#### WHAT YOU WILL DO:
How many of the lines below contain the string "windshield"? Reply with the number alone.

Lines of data

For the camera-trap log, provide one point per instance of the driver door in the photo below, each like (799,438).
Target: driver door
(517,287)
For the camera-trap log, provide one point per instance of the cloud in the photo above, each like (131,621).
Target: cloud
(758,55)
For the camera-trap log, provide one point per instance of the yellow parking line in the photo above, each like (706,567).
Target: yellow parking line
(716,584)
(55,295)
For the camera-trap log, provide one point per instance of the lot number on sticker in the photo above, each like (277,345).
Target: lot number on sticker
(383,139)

...

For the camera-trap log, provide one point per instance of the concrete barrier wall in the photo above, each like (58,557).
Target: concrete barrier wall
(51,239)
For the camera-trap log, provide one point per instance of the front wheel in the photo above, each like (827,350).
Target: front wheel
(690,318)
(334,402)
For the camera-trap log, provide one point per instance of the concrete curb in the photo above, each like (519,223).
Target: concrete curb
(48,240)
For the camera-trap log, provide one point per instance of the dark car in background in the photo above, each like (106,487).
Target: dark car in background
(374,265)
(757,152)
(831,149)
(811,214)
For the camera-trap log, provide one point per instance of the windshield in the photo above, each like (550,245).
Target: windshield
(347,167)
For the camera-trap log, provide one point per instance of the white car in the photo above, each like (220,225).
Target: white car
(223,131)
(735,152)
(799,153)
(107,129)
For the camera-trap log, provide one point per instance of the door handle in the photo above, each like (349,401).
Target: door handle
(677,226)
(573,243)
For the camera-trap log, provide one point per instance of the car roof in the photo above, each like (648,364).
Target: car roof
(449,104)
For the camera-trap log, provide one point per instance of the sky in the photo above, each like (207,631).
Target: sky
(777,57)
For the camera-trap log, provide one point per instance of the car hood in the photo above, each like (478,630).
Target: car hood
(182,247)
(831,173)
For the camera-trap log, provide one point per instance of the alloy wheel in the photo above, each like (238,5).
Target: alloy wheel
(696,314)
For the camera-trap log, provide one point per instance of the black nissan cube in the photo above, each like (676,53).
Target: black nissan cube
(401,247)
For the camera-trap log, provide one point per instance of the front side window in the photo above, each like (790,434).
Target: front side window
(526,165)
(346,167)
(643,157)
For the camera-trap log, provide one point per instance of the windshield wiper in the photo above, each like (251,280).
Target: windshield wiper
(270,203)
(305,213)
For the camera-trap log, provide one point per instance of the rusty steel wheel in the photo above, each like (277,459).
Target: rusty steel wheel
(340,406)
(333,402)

#### SOLUTION TO THIS PROBLEM:
4